* Your goal
In the stretch from the line containing "the man's lips" through the line containing "point(656, 325)", change "field log" to "survey notes" and give back only those lines, otherwise unaltered.

* Dataset excerpts
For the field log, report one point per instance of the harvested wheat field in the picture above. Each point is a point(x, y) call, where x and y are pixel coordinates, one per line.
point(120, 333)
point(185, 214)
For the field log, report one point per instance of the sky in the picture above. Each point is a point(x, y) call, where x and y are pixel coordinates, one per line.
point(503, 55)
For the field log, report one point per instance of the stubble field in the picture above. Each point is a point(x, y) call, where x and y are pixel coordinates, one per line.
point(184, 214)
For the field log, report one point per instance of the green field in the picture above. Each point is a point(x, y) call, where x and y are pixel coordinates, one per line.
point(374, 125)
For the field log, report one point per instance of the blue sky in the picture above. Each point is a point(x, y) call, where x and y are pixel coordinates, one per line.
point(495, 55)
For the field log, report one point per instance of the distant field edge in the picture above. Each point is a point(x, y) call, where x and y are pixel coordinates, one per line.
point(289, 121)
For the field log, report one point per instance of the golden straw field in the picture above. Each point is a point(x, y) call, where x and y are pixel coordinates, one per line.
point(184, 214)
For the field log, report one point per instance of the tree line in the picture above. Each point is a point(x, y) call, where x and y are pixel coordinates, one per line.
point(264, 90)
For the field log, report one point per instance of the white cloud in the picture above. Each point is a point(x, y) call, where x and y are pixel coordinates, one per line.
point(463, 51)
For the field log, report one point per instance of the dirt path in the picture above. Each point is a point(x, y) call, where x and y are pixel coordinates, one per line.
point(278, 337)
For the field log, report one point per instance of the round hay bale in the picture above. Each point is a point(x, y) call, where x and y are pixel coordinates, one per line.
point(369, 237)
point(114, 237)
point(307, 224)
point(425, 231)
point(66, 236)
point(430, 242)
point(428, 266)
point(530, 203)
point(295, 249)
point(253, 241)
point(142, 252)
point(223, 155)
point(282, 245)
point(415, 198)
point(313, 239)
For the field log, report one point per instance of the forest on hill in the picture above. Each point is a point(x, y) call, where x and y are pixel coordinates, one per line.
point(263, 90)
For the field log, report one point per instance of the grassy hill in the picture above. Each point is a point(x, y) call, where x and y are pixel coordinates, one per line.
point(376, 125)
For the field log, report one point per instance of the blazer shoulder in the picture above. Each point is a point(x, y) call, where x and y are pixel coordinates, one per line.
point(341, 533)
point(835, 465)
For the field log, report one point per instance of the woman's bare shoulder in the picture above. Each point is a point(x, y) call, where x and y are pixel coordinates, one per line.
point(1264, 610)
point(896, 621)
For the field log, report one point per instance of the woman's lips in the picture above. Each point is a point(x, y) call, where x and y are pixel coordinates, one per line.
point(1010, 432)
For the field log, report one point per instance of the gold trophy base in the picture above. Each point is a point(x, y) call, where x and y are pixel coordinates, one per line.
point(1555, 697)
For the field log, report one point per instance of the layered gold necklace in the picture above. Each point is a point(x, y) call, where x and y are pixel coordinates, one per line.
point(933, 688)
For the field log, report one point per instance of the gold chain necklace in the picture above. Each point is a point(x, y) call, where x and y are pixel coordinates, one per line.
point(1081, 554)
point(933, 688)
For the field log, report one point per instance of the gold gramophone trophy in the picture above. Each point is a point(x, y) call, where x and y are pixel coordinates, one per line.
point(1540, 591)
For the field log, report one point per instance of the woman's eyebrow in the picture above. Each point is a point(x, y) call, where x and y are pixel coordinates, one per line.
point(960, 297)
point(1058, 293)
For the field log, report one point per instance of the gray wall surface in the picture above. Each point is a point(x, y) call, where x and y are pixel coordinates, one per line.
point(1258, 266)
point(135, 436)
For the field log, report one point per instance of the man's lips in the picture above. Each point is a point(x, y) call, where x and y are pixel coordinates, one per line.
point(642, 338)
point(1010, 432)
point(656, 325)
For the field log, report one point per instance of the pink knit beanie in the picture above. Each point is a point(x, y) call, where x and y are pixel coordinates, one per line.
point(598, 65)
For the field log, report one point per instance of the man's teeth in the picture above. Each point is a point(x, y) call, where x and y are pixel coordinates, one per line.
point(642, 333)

* Exercise response
For the survey notes, report one point per instance of the man's lips in the picture above. Each point is a point(x, y) call, where x and y are pixel coordinates, one per line.
point(642, 338)
point(1010, 432)
point(656, 325)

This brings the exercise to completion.